▶ _Esercizi_:
1. Rispondi alle domande sul testo relativo al film 11 Settembre.
(a) Che cosa avrebbero sperimentato i registi del film, secondo il testo?
(b) Attraverso quale funzione si compie il film inteso come dispositivo creativo?
(c) Nel secondo caso descritto, di che cosa è funzione il film?
2. Continua il testo sul film 11 Settembre a partire dalla sua ultima frase.

▶ _Testo selezionato_:
•••••
L’operazione che propone il film 11 Settembre, penso vada esattamente in questa linea. I registi di questo film, per parte loro penso abbiano sperimentato una operazione di cura di se stessi, della propria mente attaccata da un evento inimmaginabile proponendo immagini che, a loro volta si producessero nella loro mente come immagini evocate.

Vi sono aspetti che riguardano in modo specifico questo film ed aspetti che lo riguardano come dispositivo creativo che si compie attraverso la funzione delle immagini. Nel primo caso il film ha un suo messaggio e tenta di comunicare qualcosa; nel secondo caso esso è funzione di un processo creativo che accade indipendentemente dal messaggio che vuole comunicare.
•••••
▶ _Voci riportate_:

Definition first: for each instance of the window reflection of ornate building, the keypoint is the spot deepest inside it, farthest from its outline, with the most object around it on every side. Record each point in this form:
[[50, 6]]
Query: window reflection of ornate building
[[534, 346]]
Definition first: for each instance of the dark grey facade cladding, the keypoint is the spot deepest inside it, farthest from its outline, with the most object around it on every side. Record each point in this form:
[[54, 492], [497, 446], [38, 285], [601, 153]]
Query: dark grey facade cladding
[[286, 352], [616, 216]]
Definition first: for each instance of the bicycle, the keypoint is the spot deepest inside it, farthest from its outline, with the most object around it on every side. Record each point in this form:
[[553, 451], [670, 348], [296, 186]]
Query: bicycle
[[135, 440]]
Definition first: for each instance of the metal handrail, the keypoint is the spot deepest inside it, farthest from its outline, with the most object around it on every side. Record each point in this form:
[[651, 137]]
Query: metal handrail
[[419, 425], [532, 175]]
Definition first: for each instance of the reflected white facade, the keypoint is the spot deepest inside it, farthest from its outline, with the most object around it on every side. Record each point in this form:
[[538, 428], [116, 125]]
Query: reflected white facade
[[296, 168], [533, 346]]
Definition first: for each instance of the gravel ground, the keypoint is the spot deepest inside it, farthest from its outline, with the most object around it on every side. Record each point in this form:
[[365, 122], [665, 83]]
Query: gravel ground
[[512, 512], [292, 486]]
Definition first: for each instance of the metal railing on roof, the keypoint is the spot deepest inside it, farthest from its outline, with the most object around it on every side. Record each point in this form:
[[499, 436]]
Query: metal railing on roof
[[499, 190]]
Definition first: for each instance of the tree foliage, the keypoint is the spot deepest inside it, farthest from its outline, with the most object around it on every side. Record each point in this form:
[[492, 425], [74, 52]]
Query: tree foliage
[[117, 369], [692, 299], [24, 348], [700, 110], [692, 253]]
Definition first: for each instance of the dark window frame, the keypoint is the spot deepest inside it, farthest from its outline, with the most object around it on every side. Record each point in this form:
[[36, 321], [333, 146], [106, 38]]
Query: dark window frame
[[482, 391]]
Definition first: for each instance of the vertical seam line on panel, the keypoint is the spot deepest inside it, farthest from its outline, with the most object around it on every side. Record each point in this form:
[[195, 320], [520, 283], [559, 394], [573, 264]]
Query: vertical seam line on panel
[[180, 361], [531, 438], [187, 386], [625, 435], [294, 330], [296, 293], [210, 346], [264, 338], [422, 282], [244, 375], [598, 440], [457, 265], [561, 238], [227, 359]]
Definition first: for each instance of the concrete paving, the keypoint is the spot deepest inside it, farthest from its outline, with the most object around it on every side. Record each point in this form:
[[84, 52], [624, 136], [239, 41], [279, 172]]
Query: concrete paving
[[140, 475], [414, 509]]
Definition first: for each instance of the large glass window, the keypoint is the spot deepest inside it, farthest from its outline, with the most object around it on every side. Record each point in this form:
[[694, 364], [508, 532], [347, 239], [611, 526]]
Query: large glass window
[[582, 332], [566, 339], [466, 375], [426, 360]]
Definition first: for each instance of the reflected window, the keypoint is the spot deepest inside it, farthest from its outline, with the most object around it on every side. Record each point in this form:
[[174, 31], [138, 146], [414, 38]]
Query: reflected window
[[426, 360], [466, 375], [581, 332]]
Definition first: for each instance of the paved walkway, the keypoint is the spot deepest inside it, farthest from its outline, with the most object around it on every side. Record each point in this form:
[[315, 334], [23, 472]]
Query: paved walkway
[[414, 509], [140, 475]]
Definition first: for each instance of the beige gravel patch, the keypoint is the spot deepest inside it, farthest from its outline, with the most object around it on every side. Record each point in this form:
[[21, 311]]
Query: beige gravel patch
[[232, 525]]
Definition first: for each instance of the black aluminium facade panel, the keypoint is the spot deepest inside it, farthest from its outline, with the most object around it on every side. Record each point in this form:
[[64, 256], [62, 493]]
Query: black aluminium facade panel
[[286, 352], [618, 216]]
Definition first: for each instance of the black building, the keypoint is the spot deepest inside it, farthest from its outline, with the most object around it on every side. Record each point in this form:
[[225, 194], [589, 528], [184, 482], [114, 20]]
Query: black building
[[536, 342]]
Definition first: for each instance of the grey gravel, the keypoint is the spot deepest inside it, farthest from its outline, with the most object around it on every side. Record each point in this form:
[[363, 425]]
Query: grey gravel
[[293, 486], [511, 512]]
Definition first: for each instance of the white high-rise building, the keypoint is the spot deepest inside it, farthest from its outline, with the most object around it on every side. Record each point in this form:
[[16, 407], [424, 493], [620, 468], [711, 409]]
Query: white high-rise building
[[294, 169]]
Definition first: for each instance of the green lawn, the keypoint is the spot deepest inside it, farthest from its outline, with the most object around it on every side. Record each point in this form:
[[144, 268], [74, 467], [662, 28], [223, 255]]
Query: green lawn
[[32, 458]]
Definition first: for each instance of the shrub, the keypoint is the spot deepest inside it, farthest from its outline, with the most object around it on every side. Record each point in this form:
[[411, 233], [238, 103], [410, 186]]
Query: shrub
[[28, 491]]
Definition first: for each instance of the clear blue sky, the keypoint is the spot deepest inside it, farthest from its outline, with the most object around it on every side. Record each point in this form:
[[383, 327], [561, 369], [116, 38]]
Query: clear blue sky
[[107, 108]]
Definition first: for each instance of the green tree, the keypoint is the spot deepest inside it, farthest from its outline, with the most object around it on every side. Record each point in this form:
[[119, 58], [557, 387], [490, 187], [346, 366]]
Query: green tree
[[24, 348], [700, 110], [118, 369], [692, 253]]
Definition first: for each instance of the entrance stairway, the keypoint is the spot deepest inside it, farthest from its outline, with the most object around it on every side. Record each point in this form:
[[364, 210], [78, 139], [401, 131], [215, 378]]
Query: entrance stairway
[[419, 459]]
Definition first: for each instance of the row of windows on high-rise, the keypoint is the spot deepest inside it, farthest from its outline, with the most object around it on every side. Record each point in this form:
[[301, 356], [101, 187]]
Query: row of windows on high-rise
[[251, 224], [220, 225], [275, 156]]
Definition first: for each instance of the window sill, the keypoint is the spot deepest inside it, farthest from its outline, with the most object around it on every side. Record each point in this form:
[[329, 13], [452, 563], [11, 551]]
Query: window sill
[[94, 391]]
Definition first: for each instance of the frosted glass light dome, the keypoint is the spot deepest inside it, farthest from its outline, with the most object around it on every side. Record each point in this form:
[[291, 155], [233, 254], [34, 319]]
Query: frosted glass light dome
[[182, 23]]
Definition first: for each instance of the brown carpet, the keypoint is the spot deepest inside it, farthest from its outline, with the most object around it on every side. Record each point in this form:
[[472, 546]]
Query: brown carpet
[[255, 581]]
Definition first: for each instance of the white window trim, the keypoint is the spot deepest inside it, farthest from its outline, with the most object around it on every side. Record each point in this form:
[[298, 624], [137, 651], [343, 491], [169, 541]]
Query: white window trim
•••••
▶ _Risposte per esercizio_:
1.
(a) Un'operazione di cura di se stessi, della propria mente attaccata da un evento inimmaginabile.
(b) Attraverso la funzione delle immagini.
(c) Di un processo creativo che accade indipendentemente dal messaggio che vuole comunicare.

2.
Possiamo segnalare alcuni elementi specifici del film:

  1. la funzione sacrale dell’elemento "11" nella cui ripetizione il film propone una funzione esorcistica: 11 registi, episodi della durata di 11 minuti 9 secondi e un frame sono lì a definire, nella ripetizione concreta, l’evento nella sua essenza: un tempo fermato ed un evento imprigionato nel suo tempo oltre il quale non può esistere (sarebbe un’altra cosa dall’evento); Orologio che procede nell’inesorabile movimento delle lancette; tempo che procede con il ritmo di un gallo che becca…;
  2. Tutte le 11 storie parlano di un deficit: la voce, le immagini, l’impossibilità a tornare uomini;
  3. In tutte è centrale la impossibilità a raccontare l’evento;
  4. Costante presenza della TV sullo sfondo come contenitore di immagini estranee al contesto e al personaggio (al Sé).
  5. Presenza di fotografie presenti sullo sfondo, spesso foto di un passato felice ed intimo (Tanovic; Lelouch)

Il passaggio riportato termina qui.